(Objective)
Reproduce the records below line for line, without any change, but omit the picture lines.

[Outlined labeled area records]
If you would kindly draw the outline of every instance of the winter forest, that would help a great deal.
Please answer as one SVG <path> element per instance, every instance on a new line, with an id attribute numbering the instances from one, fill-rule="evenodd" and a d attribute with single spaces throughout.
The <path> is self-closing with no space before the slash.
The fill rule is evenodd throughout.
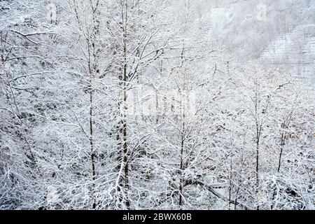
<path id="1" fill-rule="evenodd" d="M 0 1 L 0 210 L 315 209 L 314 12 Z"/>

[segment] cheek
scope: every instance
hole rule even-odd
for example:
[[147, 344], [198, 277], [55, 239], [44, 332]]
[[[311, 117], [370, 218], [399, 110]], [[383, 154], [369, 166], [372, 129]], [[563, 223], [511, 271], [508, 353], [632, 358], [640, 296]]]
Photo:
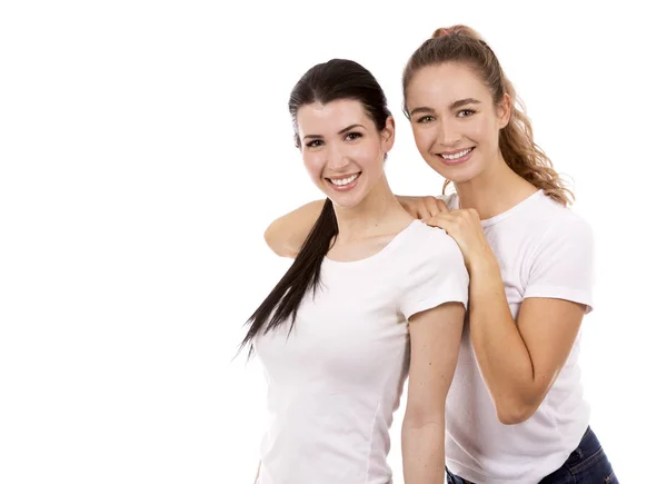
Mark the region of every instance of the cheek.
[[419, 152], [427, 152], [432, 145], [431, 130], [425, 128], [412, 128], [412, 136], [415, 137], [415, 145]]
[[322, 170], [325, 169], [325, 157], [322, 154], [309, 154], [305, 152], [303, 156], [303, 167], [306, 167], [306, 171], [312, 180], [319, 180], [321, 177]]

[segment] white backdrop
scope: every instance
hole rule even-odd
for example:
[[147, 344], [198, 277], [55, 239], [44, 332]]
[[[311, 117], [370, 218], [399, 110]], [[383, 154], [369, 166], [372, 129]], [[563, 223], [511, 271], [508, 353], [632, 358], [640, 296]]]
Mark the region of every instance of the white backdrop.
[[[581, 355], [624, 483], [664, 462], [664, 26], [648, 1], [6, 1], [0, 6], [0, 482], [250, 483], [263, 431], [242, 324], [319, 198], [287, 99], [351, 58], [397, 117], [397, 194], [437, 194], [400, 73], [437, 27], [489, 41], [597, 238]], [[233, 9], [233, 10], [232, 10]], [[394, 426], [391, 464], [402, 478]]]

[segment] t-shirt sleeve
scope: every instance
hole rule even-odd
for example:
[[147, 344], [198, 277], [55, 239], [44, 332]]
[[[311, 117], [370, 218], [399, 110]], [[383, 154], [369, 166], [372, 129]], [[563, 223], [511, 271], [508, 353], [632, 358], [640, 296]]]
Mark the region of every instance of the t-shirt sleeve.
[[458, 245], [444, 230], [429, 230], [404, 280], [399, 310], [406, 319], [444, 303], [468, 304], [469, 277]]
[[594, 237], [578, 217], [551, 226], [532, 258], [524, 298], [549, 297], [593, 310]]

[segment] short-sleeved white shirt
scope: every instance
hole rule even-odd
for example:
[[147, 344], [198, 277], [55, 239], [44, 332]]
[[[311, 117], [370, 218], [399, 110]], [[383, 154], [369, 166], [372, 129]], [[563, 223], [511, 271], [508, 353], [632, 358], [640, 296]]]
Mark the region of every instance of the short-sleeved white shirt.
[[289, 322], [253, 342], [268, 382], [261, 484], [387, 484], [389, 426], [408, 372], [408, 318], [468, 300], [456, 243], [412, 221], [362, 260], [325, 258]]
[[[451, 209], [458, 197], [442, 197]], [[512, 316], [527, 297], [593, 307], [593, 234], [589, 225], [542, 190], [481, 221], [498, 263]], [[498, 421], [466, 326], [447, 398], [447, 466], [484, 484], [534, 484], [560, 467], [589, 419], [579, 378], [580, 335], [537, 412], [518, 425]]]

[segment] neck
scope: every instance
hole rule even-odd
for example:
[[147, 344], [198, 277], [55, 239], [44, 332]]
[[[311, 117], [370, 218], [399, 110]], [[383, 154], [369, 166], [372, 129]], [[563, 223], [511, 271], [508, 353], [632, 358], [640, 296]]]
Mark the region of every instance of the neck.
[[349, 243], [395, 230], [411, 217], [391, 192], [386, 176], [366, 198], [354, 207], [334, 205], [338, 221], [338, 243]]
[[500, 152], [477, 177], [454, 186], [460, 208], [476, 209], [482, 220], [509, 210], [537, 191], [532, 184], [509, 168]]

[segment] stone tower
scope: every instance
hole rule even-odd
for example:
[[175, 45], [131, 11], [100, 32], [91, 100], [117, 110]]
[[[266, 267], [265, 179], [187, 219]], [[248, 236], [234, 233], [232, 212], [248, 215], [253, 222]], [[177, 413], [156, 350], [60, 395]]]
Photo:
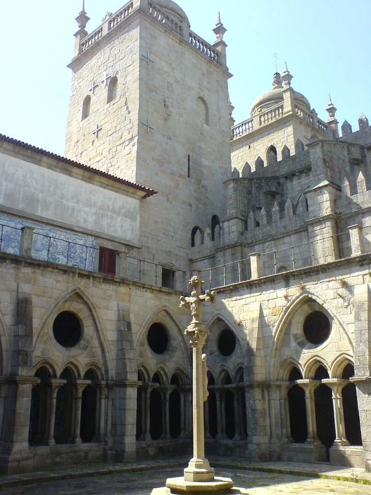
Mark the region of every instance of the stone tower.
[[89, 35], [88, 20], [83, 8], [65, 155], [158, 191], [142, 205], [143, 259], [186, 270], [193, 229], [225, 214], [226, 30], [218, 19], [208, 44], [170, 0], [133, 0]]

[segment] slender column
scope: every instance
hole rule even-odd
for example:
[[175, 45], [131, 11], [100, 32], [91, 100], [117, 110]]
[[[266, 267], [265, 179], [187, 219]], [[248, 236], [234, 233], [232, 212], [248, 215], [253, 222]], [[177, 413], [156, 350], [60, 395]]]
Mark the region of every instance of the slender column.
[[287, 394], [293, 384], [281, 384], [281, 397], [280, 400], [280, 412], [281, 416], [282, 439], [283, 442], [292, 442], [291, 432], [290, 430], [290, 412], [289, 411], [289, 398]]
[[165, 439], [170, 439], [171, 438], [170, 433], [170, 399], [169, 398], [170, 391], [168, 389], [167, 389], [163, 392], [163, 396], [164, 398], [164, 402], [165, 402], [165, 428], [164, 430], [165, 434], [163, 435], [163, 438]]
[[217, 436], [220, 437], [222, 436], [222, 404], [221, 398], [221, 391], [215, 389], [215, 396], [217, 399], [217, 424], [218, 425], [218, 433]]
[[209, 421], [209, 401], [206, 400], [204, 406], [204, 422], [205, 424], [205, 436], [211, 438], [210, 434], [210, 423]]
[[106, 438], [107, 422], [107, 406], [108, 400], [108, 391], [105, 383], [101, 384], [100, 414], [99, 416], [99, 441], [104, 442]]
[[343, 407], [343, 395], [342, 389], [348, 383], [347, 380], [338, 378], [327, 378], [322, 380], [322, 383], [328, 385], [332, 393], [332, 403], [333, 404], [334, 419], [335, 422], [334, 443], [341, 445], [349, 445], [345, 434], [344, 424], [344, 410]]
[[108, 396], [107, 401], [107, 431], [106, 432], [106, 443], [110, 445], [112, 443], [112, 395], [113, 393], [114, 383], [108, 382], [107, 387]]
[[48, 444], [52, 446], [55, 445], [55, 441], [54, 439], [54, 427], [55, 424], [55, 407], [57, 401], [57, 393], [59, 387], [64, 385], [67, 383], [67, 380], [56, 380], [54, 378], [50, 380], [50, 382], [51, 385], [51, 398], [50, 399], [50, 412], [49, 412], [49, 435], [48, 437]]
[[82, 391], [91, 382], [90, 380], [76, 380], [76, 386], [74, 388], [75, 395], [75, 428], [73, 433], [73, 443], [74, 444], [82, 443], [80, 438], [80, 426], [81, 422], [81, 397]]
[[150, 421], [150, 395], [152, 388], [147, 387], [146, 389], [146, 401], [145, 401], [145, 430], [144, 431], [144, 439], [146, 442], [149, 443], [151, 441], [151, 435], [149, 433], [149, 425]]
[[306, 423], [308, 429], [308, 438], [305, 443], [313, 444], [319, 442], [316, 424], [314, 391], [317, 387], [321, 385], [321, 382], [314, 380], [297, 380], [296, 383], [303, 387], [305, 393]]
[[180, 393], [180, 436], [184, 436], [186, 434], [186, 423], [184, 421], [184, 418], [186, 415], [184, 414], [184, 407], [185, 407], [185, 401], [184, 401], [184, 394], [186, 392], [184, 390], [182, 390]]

(In response)
If you would kindly draw the outline of every instance of the winter forest, that would help a great deal.
Please answer as one SVG <path> element per instance, every instance on a new line, with an id attribute numbering the instances from one, fill-rule="evenodd" and a d attribute with single spaces throughout.
The <path> is self-closing with no space before the slash.
The fill rule is evenodd throughout.
<path id="1" fill-rule="evenodd" d="M 0 1 L 0 210 L 315 209 L 314 12 Z"/>

[segment] cheek
scope: every instance
hole rule even-odd
for example:
[[147, 344], [198, 277], [55, 239], [44, 332]]
[[[311, 117], [370, 218], [399, 110]], [[383, 154], [369, 166], [372, 129]], [[563, 223], [511, 271], [508, 353], [632, 358], [640, 296]]]
Photo:
Mark the region of every instance of the cheek.
[[419, 152], [427, 152], [432, 145], [431, 130], [425, 128], [412, 128], [412, 136], [415, 137], [415, 145]]
[[322, 170], [325, 169], [325, 157], [322, 154], [309, 154], [305, 152], [303, 156], [303, 167], [306, 167], [306, 171], [312, 180], [319, 180], [321, 177]]

[segment] white backdrop
scope: every instance
hole rule even-odd
for example:
[[147, 344], [198, 277], [55, 239], [44, 332]]
[[[311, 117], [370, 218], [399, 110]], [[383, 154], [369, 166], [372, 129]], [[563, 223], [511, 271], [508, 353], [632, 358], [640, 296]]]
Mark the region of every instance of the white backdrop.
[[[581, 355], [624, 483], [664, 462], [664, 26], [648, 1], [6, 1], [0, 6], [0, 482], [250, 483], [263, 431], [242, 324], [319, 198], [287, 99], [351, 58], [397, 117], [397, 194], [437, 194], [400, 73], [437, 27], [489, 41], [597, 238]], [[233, 9], [233, 10], [232, 10]], [[394, 426], [391, 464], [402, 478]]]

[segment] t-shirt sleeve
scope: every instance
hole rule even-odd
for example:
[[147, 344], [198, 277], [55, 239], [44, 332]]
[[[311, 117], [370, 218], [399, 110]], [[383, 154], [369, 166], [372, 129]], [[563, 223], [511, 271], [508, 353], [632, 358], [640, 296]]]
Mark the region of every instance of the t-shirt sleeve.
[[458, 245], [444, 230], [429, 230], [404, 280], [399, 310], [406, 319], [444, 303], [468, 304], [469, 277]]
[[594, 237], [578, 217], [551, 226], [532, 258], [524, 298], [549, 297], [593, 310]]

[segment] short-sleeved white shirt
scope: every instance
hole rule even-odd
for example:
[[147, 344], [198, 277], [55, 239], [44, 332]]
[[[311, 117], [370, 218], [399, 110]], [[383, 154], [369, 166], [372, 129]], [[563, 223], [511, 271], [508, 353], [632, 358], [640, 296]]]
Mark the region of every instance of the short-sleeved white shirt.
[[289, 322], [253, 342], [268, 382], [261, 484], [387, 484], [389, 426], [408, 372], [408, 318], [468, 300], [456, 243], [412, 221], [362, 260], [325, 258]]
[[[451, 209], [458, 197], [442, 197]], [[512, 316], [527, 297], [593, 307], [593, 234], [589, 225], [542, 190], [481, 221], [498, 263]], [[498, 421], [466, 326], [447, 398], [447, 466], [484, 484], [534, 484], [560, 467], [589, 419], [579, 378], [580, 335], [537, 412], [518, 425]]]

[segment] neck
scope: every instance
hole rule even-odd
for example:
[[147, 344], [198, 277], [55, 239], [44, 332]]
[[[311, 117], [370, 218], [399, 110]], [[383, 154], [369, 166], [372, 129]], [[563, 223], [511, 271], [508, 353], [632, 358], [640, 296]]]
Mark the region of every instance of the neck.
[[349, 243], [395, 230], [411, 217], [391, 192], [386, 176], [366, 198], [354, 207], [334, 205], [338, 221], [338, 243]]
[[500, 152], [477, 177], [454, 186], [460, 208], [476, 209], [482, 220], [509, 210], [537, 191], [532, 184], [509, 168]]

[segment] stone tower
scope: every instance
hole rule even-odd
for example:
[[175, 45], [131, 11], [100, 32], [91, 100], [117, 110]]
[[[266, 267], [265, 179], [187, 219]], [[248, 236], [234, 233], [232, 212], [248, 215], [253, 222]], [[177, 413], [156, 350], [60, 395]]]
Photo:
Mark the region of every instance of the stone tower.
[[89, 35], [88, 20], [83, 8], [65, 155], [158, 191], [142, 205], [143, 259], [186, 270], [193, 229], [225, 214], [226, 30], [218, 19], [208, 44], [170, 0], [133, 0]]

[segment] slender column
scope: every instance
hole rule even-odd
for example:
[[175, 45], [131, 11], [100, 32], [91, 100], [117, 110]]
[[[266, 267], [265, 179], [187, 219]], [[248, 236], [234, 233], [232, 212], [248, 215], [253, 222]], [[177, 413], [156, 350], [60, 395]]]
Mark the region of every instance of the slender column.
[[287, 394], [293, 384], [281, 384], [281, 397], [280, 400], [280, 412], [281, 416], [282, 439], [283, 442], [292, 442], [291, 432], [290, 430], [290, 412], [289, 411], [289, 398]]
[[165, 439], [170, 439], [171, 438], [170, 433], [170, 399], [169, 398], [170, 391], [168, 389], [167, 389], [163, 392], [163, 396], [164, 398], [164, 402], [165, 402], [165, 428], [164, 430], [165, 434], [163, 435], [163, 438]]
[[217, 436], [220, 437], [222, 436], [222, 404], [221, 398], [221, 391], [215, 389], [215, 396], [217, 399], [217, 424], [218, 425], [218, 433]]
[[209, 421], [209, 401], [206, 400], [204, 406], [204, 422], [205, 424], [205, 436], [211, 438], [210, 434], [210, 423]]
[[106, 438], [107, 422], [107, 406], [108, 400], [108, 391], [105, 383], [101, 384], [100, 414], [99, 416], [99, 441], [104, 442]]
[[343, 407], [343, 395], [342, 389], [348, 383], [347, 380], [338, 378], [327, 378], [322, 380], [322, 383], [328, 385], [332, 393], [332, 403], [333, 404], [334, 419], [335, 422], [334, 443], [341, 445], [349, 445], [345, 434], [344, 424], [344, 410]]
[[108, 396], [107, 401], [107, 431], [106, 432], [106, 443], [110, 445], [112, 443], [112, 395], [113, 393], [114, 383], [108, 382], [107, 387]]
[[48, 444], [52, 446], [55, 445], [55, 441], [54, 439], [54, 427], [55, 424], [55, 407], [57, 401], [57, 393], [59, 387], [64, 385], [67, 383], [67, 380], [56, 380], [54, 378], [50, 380], [50, 382], [51, 385], [51, 398], [50, 399], [50, 412], [49, 412], [49, 435], [48, 437]]
[[82, 391], [91, 382], [90, 380], [76, 380], [76, 386], [74, 388], [75, 395], [75, 428], [73, 433], [73, 443], [74, 444], [82, 443], [80, 438], [80, 426], [81, 422], [81, 397]]
[[150, 421], [150, 395], [152, 388], [147, 387], [146, 389], [146, 401], [145, 401], [145, 430], [144, 431], [144, 439], [146, 442], [149, 443], [151, 441], [151, 435], [149, 433], [149, 425]]
[[306, 423], [308, 429], [308, 438], [305, 443], [313, 444], [319, 442], [316, 424], [314, 391], [317, 387], [321, 385], [321, 382], [314, 380], [297, 380], [296, 383], [303, 387], [305, 393]]
[[180, 393], [180, 436], [184, 436], [186, 434], [186, 423], [184, 421], [184, 418], [186, 415], [184, 414], [184, 407], [185, 407], [185, 401], [184, 401], [184, 394], [186, 392], [184, 390], [182, 390]]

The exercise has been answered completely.